:: TASK BRIEF ::
Go through the data below line by line and report how many lines contain "segment", giving only that figure.

:: TASK MATERIAL ::

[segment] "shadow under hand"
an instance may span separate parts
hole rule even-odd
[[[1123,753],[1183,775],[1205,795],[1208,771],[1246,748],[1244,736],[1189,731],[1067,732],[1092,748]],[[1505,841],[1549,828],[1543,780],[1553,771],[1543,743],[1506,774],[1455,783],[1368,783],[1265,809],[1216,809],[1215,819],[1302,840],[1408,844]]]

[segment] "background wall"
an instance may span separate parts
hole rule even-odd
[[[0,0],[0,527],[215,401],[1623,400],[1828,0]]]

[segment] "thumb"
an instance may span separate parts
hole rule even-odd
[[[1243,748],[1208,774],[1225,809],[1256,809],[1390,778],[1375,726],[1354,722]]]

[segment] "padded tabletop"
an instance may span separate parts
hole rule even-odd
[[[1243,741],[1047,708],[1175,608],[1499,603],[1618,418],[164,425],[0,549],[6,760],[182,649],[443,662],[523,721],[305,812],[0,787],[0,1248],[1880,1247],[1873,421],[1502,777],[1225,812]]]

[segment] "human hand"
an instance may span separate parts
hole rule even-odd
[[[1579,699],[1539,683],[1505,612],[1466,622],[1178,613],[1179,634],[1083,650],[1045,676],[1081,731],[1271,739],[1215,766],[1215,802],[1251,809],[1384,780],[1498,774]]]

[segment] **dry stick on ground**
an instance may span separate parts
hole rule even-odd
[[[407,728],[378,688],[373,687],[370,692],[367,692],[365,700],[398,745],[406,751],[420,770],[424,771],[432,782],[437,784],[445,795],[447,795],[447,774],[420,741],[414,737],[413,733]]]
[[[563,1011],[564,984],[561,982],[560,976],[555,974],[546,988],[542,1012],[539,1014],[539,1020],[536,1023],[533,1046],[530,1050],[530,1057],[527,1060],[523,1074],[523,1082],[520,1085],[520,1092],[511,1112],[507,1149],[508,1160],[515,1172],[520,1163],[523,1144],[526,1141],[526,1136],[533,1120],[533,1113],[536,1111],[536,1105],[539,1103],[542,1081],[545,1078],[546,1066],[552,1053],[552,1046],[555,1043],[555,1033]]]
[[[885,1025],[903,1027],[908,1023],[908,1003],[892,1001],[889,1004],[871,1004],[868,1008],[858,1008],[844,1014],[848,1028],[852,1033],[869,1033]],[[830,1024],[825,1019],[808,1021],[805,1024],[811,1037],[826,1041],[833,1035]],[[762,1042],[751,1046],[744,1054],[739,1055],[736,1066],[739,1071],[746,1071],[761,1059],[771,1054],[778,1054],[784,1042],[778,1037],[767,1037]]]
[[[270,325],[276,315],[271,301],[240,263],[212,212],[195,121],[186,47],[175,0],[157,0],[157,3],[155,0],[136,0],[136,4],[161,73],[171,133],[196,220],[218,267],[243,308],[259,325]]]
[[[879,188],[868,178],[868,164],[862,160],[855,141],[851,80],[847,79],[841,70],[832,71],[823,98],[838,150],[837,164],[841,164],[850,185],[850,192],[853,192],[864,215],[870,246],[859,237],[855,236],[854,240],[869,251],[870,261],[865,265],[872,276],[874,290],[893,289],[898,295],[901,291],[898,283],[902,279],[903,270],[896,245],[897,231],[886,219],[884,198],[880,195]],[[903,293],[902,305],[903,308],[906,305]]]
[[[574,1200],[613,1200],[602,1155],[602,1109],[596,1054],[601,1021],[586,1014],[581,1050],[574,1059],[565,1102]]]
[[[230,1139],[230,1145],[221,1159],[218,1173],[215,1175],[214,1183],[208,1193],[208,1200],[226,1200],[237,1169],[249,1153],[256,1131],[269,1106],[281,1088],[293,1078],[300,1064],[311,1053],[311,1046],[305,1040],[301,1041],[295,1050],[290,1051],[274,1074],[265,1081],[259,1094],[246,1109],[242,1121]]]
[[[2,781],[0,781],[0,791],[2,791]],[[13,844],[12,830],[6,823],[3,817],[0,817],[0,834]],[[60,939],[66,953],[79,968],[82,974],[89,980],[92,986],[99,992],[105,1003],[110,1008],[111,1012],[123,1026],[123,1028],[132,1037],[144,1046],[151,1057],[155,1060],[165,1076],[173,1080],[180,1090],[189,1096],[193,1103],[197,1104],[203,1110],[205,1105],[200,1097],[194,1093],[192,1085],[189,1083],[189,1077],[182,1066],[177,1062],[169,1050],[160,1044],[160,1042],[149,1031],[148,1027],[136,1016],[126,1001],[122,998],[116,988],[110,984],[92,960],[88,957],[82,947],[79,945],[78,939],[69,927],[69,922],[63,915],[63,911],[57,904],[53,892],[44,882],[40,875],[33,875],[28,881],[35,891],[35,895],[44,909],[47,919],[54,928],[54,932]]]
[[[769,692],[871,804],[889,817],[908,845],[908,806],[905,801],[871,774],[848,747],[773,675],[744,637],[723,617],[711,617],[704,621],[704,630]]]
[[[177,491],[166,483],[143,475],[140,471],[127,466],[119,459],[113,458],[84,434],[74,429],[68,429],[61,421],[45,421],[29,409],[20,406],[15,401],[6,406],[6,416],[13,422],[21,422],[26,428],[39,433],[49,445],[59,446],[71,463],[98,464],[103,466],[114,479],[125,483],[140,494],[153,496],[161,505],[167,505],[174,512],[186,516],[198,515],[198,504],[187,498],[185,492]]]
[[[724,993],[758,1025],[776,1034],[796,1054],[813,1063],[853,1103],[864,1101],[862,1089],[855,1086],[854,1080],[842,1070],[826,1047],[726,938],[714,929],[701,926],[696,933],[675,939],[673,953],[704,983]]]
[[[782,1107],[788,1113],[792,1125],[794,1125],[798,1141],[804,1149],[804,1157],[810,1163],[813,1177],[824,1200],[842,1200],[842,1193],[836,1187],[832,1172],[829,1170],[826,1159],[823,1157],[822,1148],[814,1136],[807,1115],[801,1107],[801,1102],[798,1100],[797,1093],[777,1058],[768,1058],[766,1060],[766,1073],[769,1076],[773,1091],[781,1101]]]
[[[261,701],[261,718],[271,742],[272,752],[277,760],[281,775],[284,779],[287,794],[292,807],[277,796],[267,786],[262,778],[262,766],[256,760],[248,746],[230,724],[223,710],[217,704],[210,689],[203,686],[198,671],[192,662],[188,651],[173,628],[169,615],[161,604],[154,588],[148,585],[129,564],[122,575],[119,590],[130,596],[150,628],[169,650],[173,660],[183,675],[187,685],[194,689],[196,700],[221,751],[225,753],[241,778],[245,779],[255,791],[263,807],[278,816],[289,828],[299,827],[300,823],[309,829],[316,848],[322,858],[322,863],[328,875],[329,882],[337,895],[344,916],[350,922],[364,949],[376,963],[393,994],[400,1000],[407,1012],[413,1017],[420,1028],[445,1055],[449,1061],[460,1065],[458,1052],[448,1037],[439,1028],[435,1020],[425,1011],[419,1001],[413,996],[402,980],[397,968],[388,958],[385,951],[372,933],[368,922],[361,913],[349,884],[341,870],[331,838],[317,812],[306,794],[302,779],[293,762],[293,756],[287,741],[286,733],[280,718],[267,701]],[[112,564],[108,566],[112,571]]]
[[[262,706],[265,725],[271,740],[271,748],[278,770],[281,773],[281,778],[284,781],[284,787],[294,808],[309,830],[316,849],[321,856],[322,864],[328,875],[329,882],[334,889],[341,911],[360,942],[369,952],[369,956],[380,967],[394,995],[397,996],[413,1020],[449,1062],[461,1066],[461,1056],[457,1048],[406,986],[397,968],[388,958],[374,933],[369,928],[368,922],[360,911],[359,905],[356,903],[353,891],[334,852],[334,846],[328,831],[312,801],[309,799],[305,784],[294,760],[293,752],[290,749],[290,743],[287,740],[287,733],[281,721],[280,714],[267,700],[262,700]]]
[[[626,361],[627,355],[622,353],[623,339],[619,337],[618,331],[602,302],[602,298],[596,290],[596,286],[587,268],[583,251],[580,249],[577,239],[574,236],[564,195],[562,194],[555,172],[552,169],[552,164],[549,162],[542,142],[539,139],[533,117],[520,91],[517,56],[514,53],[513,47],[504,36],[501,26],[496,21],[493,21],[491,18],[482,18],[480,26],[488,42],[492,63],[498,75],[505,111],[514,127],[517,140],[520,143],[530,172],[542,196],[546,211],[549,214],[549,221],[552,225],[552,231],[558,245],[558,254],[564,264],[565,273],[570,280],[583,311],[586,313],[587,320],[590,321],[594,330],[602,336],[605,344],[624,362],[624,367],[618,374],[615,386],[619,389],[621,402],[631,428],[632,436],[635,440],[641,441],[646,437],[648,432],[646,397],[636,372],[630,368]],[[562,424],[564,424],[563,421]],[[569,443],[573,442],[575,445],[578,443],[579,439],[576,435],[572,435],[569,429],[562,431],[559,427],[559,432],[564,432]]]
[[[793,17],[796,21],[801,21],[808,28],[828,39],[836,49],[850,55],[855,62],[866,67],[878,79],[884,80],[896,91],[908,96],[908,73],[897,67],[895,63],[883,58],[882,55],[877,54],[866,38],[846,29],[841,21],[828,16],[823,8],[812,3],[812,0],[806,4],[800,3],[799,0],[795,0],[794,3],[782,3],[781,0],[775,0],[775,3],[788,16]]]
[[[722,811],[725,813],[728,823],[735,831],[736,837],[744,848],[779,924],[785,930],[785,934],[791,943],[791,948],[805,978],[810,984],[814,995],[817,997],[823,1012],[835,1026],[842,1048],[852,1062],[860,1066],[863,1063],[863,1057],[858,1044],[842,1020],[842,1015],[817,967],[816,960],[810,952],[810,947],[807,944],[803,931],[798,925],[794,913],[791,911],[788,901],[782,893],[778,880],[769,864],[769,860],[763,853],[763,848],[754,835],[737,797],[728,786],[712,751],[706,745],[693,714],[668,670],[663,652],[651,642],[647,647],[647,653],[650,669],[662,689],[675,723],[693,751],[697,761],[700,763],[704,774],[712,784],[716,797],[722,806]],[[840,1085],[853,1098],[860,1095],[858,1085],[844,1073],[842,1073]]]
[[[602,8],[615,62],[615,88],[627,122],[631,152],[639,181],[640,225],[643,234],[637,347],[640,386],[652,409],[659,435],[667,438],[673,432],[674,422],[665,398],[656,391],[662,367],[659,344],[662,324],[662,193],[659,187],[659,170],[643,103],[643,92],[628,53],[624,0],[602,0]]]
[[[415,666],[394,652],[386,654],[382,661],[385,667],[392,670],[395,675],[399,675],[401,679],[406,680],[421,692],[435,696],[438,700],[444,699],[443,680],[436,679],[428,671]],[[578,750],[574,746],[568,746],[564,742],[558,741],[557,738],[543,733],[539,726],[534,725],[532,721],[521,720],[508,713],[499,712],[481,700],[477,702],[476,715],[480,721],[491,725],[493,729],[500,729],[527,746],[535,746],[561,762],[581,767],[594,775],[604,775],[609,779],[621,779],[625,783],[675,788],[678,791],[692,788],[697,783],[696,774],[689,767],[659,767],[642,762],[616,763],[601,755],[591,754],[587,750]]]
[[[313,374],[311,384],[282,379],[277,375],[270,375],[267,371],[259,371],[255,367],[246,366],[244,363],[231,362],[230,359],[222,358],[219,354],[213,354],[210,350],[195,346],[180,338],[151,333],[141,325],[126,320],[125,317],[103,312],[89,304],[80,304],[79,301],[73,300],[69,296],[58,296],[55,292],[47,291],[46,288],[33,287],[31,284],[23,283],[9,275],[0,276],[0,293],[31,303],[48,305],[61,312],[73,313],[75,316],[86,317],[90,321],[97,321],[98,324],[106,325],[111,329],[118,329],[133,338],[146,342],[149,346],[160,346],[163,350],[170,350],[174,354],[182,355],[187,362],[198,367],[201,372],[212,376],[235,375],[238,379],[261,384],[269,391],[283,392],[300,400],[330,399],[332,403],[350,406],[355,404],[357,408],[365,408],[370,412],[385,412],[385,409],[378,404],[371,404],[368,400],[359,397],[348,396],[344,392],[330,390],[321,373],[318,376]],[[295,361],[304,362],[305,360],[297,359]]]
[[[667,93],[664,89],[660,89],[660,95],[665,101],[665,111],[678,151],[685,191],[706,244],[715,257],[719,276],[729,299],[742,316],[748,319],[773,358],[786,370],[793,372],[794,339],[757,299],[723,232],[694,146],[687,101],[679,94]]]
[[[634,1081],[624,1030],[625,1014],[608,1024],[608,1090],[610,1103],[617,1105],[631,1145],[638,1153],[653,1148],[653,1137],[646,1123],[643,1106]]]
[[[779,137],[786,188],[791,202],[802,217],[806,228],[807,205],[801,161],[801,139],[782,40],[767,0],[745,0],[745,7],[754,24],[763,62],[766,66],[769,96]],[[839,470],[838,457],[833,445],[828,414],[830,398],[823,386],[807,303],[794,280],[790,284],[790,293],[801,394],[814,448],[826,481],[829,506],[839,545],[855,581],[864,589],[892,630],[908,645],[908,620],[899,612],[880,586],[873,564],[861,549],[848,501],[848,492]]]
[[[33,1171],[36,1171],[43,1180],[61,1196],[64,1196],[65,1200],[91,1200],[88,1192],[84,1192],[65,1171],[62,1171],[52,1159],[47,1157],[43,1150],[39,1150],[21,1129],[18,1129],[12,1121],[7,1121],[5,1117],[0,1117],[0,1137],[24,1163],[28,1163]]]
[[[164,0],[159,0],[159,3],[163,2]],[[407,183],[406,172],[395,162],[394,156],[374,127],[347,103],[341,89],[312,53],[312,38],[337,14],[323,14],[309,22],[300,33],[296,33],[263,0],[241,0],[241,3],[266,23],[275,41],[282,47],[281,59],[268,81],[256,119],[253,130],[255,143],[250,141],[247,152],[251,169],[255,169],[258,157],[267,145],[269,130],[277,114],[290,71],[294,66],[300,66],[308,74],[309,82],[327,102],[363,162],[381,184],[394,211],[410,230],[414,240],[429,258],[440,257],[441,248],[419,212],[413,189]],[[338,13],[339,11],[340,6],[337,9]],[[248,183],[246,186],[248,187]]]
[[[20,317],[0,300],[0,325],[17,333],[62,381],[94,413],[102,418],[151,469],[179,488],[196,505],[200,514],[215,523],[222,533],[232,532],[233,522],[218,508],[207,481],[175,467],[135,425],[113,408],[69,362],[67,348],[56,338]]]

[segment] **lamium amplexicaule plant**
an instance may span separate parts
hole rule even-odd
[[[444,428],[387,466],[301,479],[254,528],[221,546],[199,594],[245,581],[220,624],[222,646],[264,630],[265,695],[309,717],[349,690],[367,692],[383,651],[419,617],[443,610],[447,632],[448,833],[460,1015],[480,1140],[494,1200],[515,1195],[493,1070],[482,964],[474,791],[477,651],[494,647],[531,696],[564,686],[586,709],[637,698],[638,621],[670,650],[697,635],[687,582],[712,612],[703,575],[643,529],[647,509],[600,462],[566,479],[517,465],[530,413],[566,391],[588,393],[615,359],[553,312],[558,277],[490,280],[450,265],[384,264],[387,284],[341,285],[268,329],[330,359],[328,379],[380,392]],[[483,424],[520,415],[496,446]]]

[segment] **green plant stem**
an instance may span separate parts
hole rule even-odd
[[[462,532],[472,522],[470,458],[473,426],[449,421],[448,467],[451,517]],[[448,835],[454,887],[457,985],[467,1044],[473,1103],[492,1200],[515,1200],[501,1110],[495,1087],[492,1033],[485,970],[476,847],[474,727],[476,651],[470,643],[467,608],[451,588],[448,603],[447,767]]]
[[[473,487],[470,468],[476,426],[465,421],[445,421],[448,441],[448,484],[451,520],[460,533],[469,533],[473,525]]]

:: OUTPUT OF THE EXERCISE ::
8